● **INSTRUÇÕES**
1. Resuma em duas frases o trecho sobre Edgar Poe.
2. Reproduza as linhas da lista, desde a primeira linha até a linha que contém "[145,149,203,178]", incluindo essa. Deixe as imagens fora da resposta.

● **TRECHO FORNECIDO**
*****
O refúgio no aconchegante lar dos Allan, apesar do terno amor da mãe adotiva, foi pouco para o adolescente precoce, que respondia à severidade crescente de John com demonstrações de rebeldia juvenil. A diferença entre ambos aumentou quando Edgar soube que o comerciante tinha outros filhos naturais, levando-o a suspeitar que jamais seria adotado legalmente. A situação também atormentava Frances, com quem Edgar partilhava o sofrimento, não minorado sequer pela polpuda herança recebida por John de um tio ou pela linda casa nova para a qual se mudaram. “John Allan começou a saber o que é ter um poeta – ou alguém que quer chegar a sê-lo – em casa. Sua intenção era fazer de Edgar um advogado ou um bom comerciante, como ele. Não há necessidade de discorrer mais sobre a razão fundamental de todos os choques futuros”, lembra Cortázar.

O namorico com Sarah Elmira Royster foi interrompido pela matrícula de Edgar na Universidade da Virgínia, em Charlottesville, para onde partiu no gelado fevereiro de 1826. No caminho entregou ao cocheiro uma carta para Elmira, provavelmente a última mensagem que a jovem recebeu do admirador. Uma pérfida combinação entre John e Royster interceptou todas as cartas enviadas por Edgar a Elmira e essa acabou se convencendo que fora esquecida pelo namorado, casando-se com outro pretendente, de sobrenome Shelton e que segundo Cortázar “correspondia muito melhor que Edgar à idéia que Allan e os Royster do mundo sempre têm a respeito dos esposos adequados”. O ingresso do jovem Poe na vida acadêmica logo foi contagiado pelo clima de libertinagem e dissipação que encontrou na convivência com seus colegas, bem ao contrário da esperança acalentada por Thomas Jefferson, gênio fundador da citada universidade. “Os estudantes, filhos de famílias ricas, jogavam a dinheiro, bebiam, brigavam e se batiam em duelo, endividando-se com a maior extravagância, certos de que ao final de cada período escolar seus pais pagariam tudo”, e com Edgar não foi diferente, embora John tenha negado desde o primeiro momento remeter quantia maior de dinheiro que a suficiente para custear corriqueiras despesas pessoais. Nesse sentido, o arguto comerciante se escudava num agudo senso prático e na proverbial avareza que se acentuava com o passar dos anos.

Acabrunhado pela falta de notícias de Elmira, sem saber que para isso concorria a trama concebida pelos pais de ambos, Edgar se deixou atrair pelas doidices da maioria dos colegas, prefaciando um cenário sombrio para a curta existência: “Pela primeira vez ouvimos o álcool ser mencionado na vida de Edgar. O clima na universidade era tão favorável quanto o de uma taverna: Poe jogava, perdia quase invariavelmente, e bebia. Isto leva a pensar em Puchkin, o Poe russo. Mas o álcool não fazia mal a Puchkin, ao passo que desde o princípio causava em Poe um efeito misterioso e terrível, para o qual não há explicação satisfatória a não ser sua hipersensibilidade, suas taras hereditárias, aquele ‘feixe de nervos’ à flor da pele. Bastava-lhe beber um copo de rum (e o bebia de um só gole, sem saborear) para se intoxicar”. É ainda Cortázar quem afirma que “o segundo gole o submergia na bebedeira mais absoluta, e o despertar era lento, torturante. Poe se arrastava durante dias e dias até recuperar a normalidade”.
*****
● **LISTA DE LINHAS**
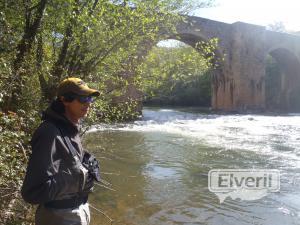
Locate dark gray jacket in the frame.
[22,106,84,204]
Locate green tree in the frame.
[137,45,211,106]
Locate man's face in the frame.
[63,98,91,123]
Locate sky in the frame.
[194,0,300,31]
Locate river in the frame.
[84,108,300,225]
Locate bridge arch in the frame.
[265,46,300,111]
[158,30,226,108]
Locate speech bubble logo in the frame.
[208,169,280,203]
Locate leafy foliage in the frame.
[137,46,211,106]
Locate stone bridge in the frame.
[170,17,300,112]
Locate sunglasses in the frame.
[76,96,94,104]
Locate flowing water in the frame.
[84,108,300,225]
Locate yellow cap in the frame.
[57,77,100,96]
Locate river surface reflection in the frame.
[84,108,300,225]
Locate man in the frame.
[22,78,100,225]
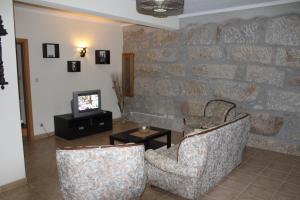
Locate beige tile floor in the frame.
[0,120,300,200]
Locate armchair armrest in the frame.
[145,149,203,178]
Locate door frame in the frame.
[16,38,34,140]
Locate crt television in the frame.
[71,90,101,118]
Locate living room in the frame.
[0,1,300,199]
*****
● **GABARITO**
1. Na casa dos Allan, Edgar reagia com rebeldia à severidade crescente de John, que tinha outros filhos naturais e queria fazer dele um advogado ou um bom comerciante. Na Universidade da Virgínia, sem notícias de Elmira por causa das cartas interceptadas, ele passou a jogar e a beber, e o álcool lhe causava um efeito terrível.

2.
Locate dark gray jacket in the frame.
[22,106,84,204]
Locate green tree in the frame.
[137,45,211,106]
Locate man's face in the frame.
[63,98,91,123]
Locate sky in the frame.
[194,0,300,31]
Locate river in the frame.
[84,108,300,225]
Locate bridge arch in the frame.
[265,46,300,111]
[158,30,226,108]
Locate speech bubble logo in the frame.
[208,169,280,203]
Locate leafy foliage in the frame.
[137,46,211,106]
Locate stone bridge in the frame.
[170,17,300,112]
Locate sunglasses in the frame.
[76,96,94,104]
Locate flowing water in the frame.
[84,108,300,225]
Locate yellow cap in the frame.
[57,77,100,96]
Locate river surface reflection in the frame.
[84,108,300,225]
Locate man in the frame.
[22,78,100,225]
Locate beige tile floor in the frame.
[0,120,300,200]
Locate armchair armrest in the frame.
[145,149,203,178]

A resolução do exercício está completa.